What is needed:
Where a line of the material includes the string "below", copy that line.

Entries provided:
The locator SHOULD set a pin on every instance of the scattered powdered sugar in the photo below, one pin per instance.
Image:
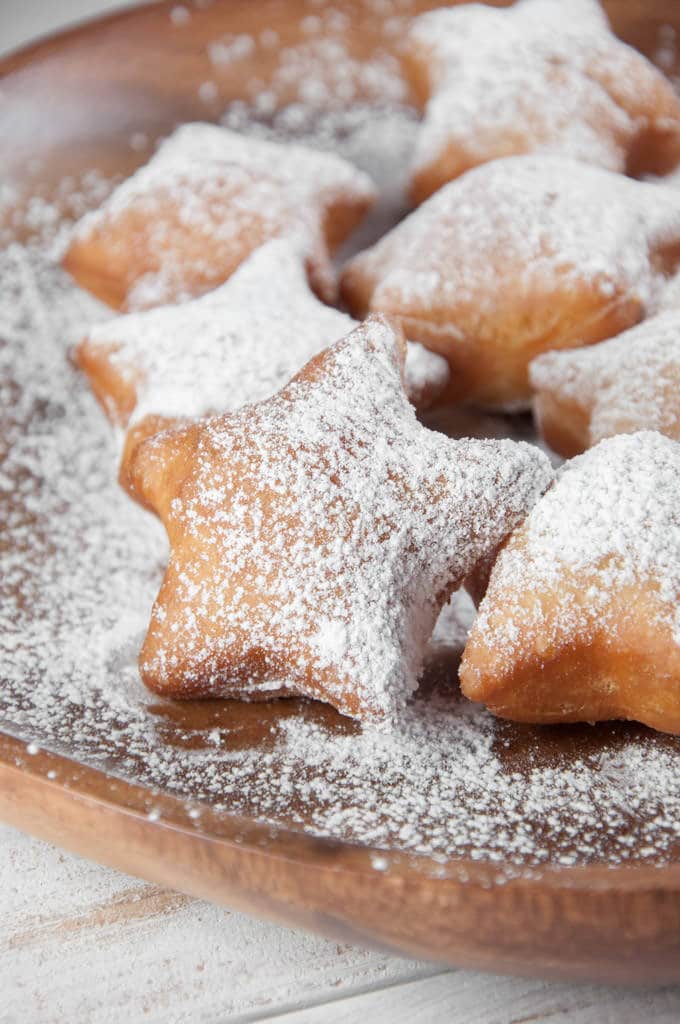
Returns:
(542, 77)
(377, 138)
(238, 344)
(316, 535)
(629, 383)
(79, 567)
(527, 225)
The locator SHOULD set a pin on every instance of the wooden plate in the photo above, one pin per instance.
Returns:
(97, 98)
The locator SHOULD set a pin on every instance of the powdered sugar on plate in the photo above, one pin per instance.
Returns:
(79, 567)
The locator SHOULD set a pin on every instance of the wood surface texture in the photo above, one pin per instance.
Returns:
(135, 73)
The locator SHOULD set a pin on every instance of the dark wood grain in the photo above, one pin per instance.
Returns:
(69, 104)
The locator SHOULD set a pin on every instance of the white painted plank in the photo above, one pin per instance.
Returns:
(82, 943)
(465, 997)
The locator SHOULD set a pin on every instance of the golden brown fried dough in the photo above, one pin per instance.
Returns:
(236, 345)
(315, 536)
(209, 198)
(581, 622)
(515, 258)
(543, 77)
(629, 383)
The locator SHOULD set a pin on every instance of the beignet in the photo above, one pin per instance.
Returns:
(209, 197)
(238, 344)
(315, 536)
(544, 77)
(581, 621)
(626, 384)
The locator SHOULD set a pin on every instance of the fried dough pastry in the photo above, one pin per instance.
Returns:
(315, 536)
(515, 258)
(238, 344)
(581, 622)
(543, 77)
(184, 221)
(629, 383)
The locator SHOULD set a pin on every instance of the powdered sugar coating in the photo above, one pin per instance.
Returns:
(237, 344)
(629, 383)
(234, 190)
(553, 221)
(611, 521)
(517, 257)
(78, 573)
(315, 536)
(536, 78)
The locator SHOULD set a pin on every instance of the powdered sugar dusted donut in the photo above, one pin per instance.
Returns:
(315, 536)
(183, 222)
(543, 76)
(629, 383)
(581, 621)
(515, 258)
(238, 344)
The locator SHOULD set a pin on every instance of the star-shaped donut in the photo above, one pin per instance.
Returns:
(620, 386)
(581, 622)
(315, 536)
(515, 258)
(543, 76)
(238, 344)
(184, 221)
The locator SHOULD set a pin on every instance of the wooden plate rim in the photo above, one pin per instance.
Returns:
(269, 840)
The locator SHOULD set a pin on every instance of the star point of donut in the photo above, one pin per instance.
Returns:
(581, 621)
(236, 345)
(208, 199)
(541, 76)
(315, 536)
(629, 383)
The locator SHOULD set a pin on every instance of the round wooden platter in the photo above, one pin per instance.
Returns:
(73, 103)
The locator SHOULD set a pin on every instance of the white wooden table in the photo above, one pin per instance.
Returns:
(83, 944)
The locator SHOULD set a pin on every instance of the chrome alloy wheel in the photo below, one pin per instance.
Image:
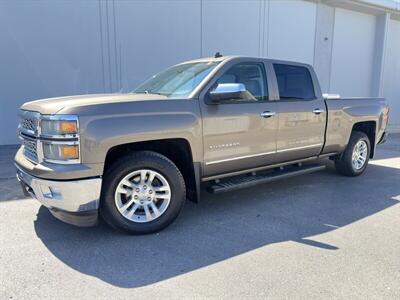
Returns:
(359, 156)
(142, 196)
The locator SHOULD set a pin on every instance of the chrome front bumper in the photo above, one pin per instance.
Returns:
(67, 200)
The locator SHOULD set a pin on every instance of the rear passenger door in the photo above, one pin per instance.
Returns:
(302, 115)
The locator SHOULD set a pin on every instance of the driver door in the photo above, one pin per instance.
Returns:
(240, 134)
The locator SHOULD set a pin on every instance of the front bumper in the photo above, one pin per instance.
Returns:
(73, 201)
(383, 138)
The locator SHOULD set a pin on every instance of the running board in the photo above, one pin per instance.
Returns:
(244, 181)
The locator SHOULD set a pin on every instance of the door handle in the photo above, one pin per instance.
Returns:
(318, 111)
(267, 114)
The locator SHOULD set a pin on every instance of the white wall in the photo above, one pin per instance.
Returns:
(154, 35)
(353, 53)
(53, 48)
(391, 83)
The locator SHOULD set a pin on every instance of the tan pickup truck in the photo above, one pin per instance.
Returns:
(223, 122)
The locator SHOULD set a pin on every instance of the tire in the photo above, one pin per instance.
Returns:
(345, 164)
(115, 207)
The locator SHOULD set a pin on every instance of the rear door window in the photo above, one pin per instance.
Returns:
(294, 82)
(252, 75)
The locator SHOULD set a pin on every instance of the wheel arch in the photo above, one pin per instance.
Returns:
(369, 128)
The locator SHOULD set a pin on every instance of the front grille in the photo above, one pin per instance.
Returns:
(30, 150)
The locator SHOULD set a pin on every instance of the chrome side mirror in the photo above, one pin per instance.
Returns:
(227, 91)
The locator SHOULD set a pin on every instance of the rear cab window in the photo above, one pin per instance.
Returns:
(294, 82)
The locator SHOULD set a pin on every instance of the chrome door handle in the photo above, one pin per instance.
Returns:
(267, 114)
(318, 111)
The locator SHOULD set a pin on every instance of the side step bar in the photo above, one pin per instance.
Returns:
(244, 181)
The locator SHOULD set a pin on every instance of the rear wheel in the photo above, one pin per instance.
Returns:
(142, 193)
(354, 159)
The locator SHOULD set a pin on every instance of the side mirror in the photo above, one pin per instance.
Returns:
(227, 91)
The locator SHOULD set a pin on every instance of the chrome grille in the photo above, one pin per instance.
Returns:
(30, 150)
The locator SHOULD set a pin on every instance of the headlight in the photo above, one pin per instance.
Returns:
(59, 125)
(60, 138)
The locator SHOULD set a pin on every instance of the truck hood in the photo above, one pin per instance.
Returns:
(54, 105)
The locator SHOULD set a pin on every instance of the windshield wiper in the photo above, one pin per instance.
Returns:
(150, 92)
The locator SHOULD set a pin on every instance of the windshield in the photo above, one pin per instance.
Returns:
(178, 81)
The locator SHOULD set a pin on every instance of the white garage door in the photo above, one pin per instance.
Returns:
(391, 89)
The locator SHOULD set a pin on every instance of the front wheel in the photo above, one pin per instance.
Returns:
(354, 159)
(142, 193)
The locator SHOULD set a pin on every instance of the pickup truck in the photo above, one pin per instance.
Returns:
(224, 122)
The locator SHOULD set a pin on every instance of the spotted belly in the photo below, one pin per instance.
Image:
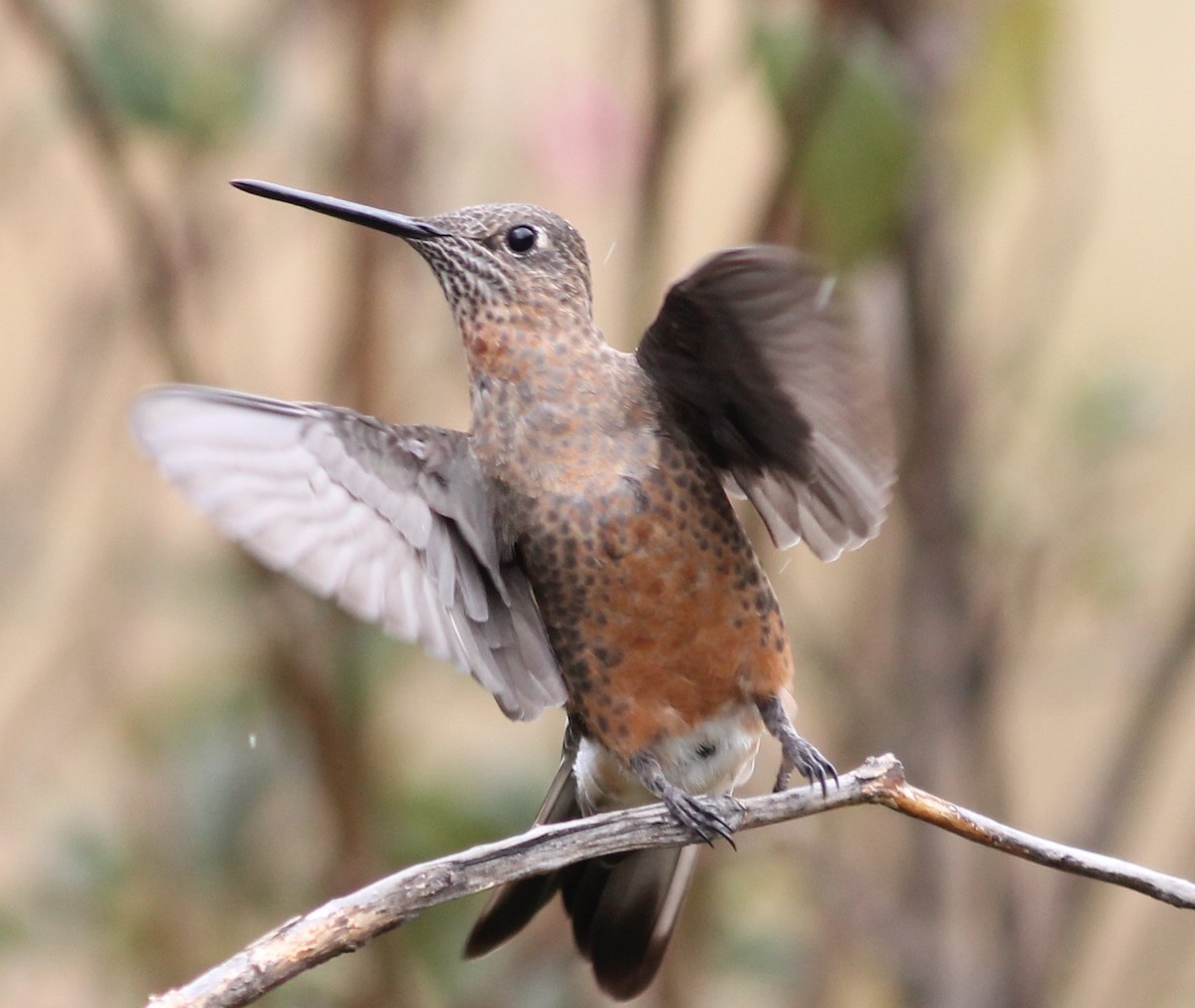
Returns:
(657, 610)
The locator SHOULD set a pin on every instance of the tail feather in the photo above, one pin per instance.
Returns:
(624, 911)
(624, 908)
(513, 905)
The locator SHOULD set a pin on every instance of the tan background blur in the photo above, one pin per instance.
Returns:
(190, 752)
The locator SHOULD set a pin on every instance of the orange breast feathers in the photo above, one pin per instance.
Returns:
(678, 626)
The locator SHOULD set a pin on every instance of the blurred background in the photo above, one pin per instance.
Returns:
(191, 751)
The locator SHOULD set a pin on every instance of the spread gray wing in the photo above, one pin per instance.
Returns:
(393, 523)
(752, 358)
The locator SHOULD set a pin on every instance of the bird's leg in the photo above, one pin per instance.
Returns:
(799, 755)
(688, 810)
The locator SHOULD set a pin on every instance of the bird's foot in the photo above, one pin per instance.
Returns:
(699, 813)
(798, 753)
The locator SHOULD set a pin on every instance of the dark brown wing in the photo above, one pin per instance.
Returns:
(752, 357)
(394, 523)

Response to the exercise:
The locator SHOULD set a pin on every instance of the scattered powdered sugar in the photo below, one pin per instance.
The locator SHOULD set a pin on every instance of the chrome alloy wheel in the photo below, one pin per instance.
The locator SHOULD set a pin on every instance of the spotted belly in the photo below, one pin per instance.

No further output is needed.